** 练习任务 **
a: 讲述求医经历的阅读文本中,叙述者因不知该挂哪一科,误挂了哪一科的号?
b: 续写这篇讲述求医经历的阅读文本,从其最后一句之后写起。

** 阅读文本 **
根据医生的建议:我现在的这个情况手术是必须得做的,而做手术的关键是确定肿瘤的性质,接着确定一个有实力的医院,找一个有实力的主刀医生。
就像医生说的那样:现在的我还是有选择的时候,一定要选择一个争取能把创伤降到最低的手术方案,如果只是盲目切除,往后余生的生活是没有质量可言的。倘若真的是又毁容又不能说话,那么对于这个年纪的我,应该真的是一辈子都不会快乐了吧。
于是我把原本请的两个星期假无限延期了。然后我直接去把中山一院,中肿,光华口腔等等的号都挂了一遍。
中山一院是一家科室非常齐全的医院,打开密密麻麻的科室名称,我一时根本不知道自己该挂哪科。在研究了半天后,我发现这些医院的专家号虽然挂号费高达三五百,但仍然是一票难求,很多专家一周只看半天门诊,想要约到一个专家号非常难。
又因为我根本不知道自己该挂哪科,结果不知道是哪根神经短路居然去挂了一个内科号。好不容易等医生叫到我的名字,他推了推眼镜,看着我的检查报告只说了一句话:你这个应该去口腔科。听到医生的话,被自己蠢哭的我忘记了心痛自己五百块的挂号费,而是逃一般地走出了门诊室。
或许真的是病急乱投医的原因吧,那几天的我,完全忘记了遇到问题可以先问问“度娘”,而是笨拙地采用着最原始的方式,每天机械地在医院穿梭,无助地等在一个又一个门口。

** 所列各行 **
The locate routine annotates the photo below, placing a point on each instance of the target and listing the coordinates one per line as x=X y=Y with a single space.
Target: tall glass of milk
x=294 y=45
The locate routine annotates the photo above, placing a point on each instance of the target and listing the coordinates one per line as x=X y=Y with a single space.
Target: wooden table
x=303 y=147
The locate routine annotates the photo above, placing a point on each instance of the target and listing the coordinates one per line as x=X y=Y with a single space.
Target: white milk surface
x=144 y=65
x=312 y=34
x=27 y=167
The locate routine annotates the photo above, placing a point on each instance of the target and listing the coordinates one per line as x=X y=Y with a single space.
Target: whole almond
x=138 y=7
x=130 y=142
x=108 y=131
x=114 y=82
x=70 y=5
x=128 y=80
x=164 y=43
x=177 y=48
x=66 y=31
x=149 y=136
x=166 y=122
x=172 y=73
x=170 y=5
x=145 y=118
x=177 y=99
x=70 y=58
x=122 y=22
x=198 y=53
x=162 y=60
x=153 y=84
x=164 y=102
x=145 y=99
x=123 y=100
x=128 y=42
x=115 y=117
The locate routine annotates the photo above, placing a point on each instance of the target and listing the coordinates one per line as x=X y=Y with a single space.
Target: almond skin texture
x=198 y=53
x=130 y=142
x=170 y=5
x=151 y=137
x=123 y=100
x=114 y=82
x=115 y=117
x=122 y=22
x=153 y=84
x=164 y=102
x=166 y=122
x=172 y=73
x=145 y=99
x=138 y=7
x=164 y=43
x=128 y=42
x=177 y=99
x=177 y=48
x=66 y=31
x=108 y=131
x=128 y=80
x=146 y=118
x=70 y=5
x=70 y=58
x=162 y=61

** 参考答案 **
a: 内科号。

b:
隔天,我在光华口腔挂的号也到了。第一次走进这样权威的“专科”,我几乎是一进门就感受到了它的与众不同。在医院的任意角落,只要你将目光落在一个病人身上几秒,你就会发现,来来往往的病人大多“奇形怪状”。他们有的人脑袋歪着,有的人口腔变形,还有的人脸已经被切了大半······
我畏缩着坐在等候区,看着一个个切实可以用“面目全非”来形容的病人,不敢想象自己将会面临怎样的遭遇。直到一个学生气十足的医生叫到我的名字,我才回过神来,拿着厚厚的检查报告走进门诊隔间。
“医生,是这样的,我舌根部长了一个肿瘤,这是我的检查报告,我想咨询一下咱们这边的这种情况的手术方案。”我说着把报告递给了医生。
紧接着,两个年轻的医生看了看报告,两人交换了一下眼神,另一个便走开了。
大约过了两分钟,一个长着“老专家”脸的教授出现在了门诊室内。
他拿起我的资料看了一遍,又让我张开口腔给他看了一下,然后他像忘记了我是来看病的一样,开始给他的学生们讲起了课来。
“像这个位置的舌癌,其实是很少见的,尤其是在这么年轻的女孩子身上,你们看这个片子······”他一边讲着那些我听不懂的专业名词,一边让学生们拿手机拍我的MR片子和检查报告。
直到学生们求学若渴的眼神慢慢褪去,一个个开始似懂非懂地点头后,医生才想起了一旁的我。
“小姑娘,听说你是来咨询手术方案的,我们看了你的这个肿瘤位置,是比较靠后的,加上肿瘤面积比较大,可能涉及到做皮瓣修复,那么微创肯定就做不了。所以我们给的方案还是要开下颚做,你去问问肿瘤医院头颈科的医生,看看他们那边有没有更先进的设备给你做微创,如果不行,你再回来我这边做手术怎么样?”
“医生,是不是这个手术做了我就说不了话了?”我问。
讲真的,听了那么多医生的说法,我几乎已经可以确定,毁容是在所难免的事情了。现在只能保住一样算一样了。
“舌头切了那么多,到时候说话自然会受到影响,不像现在这么清晰是肯定的。”医生不加掩饰地回答。
于是,我在教授和他的学生们热烈的讨论声中离开了光华口腔。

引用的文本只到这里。